_DATASET RECORDS_

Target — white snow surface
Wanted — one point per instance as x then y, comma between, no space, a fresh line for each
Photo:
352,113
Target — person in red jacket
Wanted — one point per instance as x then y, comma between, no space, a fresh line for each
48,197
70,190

_WHAT IS NEEDED_
With the first line of the records as the start and the line holding "Target — person in red jacket" as the end, please copy exactly those lines and no others.

_RESULT FOR THIS TASK_
Target — white snow surface
Wanted — one point per instance as x then y, comma between, no space, a fresh line for each
Photo:
352,113
Target — person in red jacket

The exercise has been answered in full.